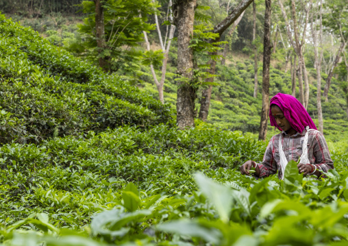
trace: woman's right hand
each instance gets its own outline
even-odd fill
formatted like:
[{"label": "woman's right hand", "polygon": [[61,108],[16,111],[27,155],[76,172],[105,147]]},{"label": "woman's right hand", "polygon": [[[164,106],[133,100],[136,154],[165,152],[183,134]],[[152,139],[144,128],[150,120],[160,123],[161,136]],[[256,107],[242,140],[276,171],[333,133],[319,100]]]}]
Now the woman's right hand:
[{"label": "woman's right hand", "polygon": [[248,160],[245,162],[243,165],[241,165],[239,167],[239,169],[240,170],[240,173],[249,175],[250,175],[250,169],[251,169],[251,167],[253,166],[256,166],[255,168],[255,174],[256,176],[259,175],[260,173],[260,169],[258,168],[258,166],[256,164],[256,162],[255,162],[253,160]]}]

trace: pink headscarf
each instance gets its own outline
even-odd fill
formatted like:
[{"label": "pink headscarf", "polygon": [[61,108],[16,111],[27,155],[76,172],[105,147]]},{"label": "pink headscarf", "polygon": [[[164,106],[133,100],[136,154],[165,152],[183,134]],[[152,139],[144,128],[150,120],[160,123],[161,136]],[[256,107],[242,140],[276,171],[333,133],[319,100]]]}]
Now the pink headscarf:
[{"label": "pink headscarf", "polygon": [[[303,108],[302,104],[295,97],[290,95],[278,93],[271,99],[269,105],[277,105],[284,114],[285,118],[290,123],[290,125],[297,132],[302,132],[307,125],[310,129],[316,130],[314,123]],[[269,121],[271,125],[275,125],[279,130],[282,131],[271,112],[269,107]]]}]

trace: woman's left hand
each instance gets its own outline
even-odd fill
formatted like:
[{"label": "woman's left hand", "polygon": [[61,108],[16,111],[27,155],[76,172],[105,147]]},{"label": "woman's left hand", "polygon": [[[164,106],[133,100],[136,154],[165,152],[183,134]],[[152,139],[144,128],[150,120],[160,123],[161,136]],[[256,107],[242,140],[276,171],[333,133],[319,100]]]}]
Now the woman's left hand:
[{"label": "woman's left hand", "polygon": [[303,175],[312,173],[312,168],[311,164],[300,163],[297,165],[297,168],[299,169],[299,173],[303,173]]}]

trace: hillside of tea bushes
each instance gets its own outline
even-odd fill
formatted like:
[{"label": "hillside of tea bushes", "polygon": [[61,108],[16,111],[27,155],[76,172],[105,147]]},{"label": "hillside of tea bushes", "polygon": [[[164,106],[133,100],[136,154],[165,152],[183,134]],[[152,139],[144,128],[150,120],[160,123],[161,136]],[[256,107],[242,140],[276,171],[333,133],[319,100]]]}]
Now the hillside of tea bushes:
[{"label": "hillside of tea bushes", "polygon": [[336,170],[241,176],[266,143],[175,113],[0,16],[0,245],[343,245],[348,154]]}]

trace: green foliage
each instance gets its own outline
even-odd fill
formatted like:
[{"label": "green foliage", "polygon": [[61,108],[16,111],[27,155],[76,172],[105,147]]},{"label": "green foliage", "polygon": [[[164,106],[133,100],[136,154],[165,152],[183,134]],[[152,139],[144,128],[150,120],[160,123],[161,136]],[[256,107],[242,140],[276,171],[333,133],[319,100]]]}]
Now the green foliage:
[{"label": "green foliage", "polygon": [[[84,52],[90,53],[89,58],[95,61],[103,58],[108,61],[110,71],[124,71],[126,75],[136,77],[140,70],[137,62],[142,55],[129,47],[139,45],[142,41],[142,32],[153,29],[153,25],[147,23],[148,15],[156,12],[157,4],[151,0],[102,1],[105,36],[105,47],[99,52],[95,36],[95,4],[93,1],[84,1],[81,8],[88,16],[84,24],[79,25],[79,32],[86,35],[86,41],[82,45]],[[125,48],[125,47],[126,48]]]},{"label": "green foliage", "polygon": [[164,58],[164,56],[163,56],[163,51],[162,49],[158,49],[157,51],[150,49],[144,53],[142,63],[145,66],[150,66],[152,64],[155,68],[159,69],[162,66],[162,61]]}]

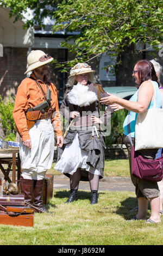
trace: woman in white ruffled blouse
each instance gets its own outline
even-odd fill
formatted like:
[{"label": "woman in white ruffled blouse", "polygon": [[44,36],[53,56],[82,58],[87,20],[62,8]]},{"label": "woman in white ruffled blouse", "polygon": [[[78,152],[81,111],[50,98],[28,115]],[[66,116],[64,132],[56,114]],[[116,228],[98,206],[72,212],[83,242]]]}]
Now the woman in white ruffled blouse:
[{"label": "woman in white ruffled blouse", "polygon": [[70,178],[71,193],[66,203],[78,199],[80,180],[87,180],[91,204],[96,204],[99,179],[103,177],[105,145],[101,130],[103,125],[107,130],[113,110],[107,107],[99,118],[99,100],[107,94],[95,84],[94,72],[86,63],[78,63],[71,69],[60,109],[69,126],[54,168]]}]

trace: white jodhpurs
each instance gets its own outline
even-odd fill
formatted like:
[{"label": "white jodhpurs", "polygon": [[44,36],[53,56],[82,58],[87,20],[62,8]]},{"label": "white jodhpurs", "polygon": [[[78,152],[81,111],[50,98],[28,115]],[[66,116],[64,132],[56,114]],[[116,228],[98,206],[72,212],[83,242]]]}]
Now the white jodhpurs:
[{"label": "white jodhpurs", "polygon": [[54,133],[51,119],[38,120],[29,131],[32,149],[20,139],[20,156],[24,179],[42,180],[51,169],[54,151]]}]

****************

:: WHAT THE EXERCISE ASKS ::
Could you rewrite the data from the line containing "trace: green foliage" up to and including the line containing "Now the green" as a numbered list, skipping any blank lines?

:: TASK SOLUTION ::
1. trace: green foliage
2. each instance gets its own outline
3. even-odd fill
4. formatted like:
5. [{"label": "green foliage", "polygon": [[61,108],[16,111],[27,155],[76,172],[105,147]]},{"label": "green foliage", "polygon": [[[164,106],[133,100],[136,154],[165,152],[183,134]],[[152,139],[144,128],[150,120],[160,123],[161,136]],[[256,107],[242,140],[276,171],[333,133],[319,100]]]}]
6. Now the green foliage:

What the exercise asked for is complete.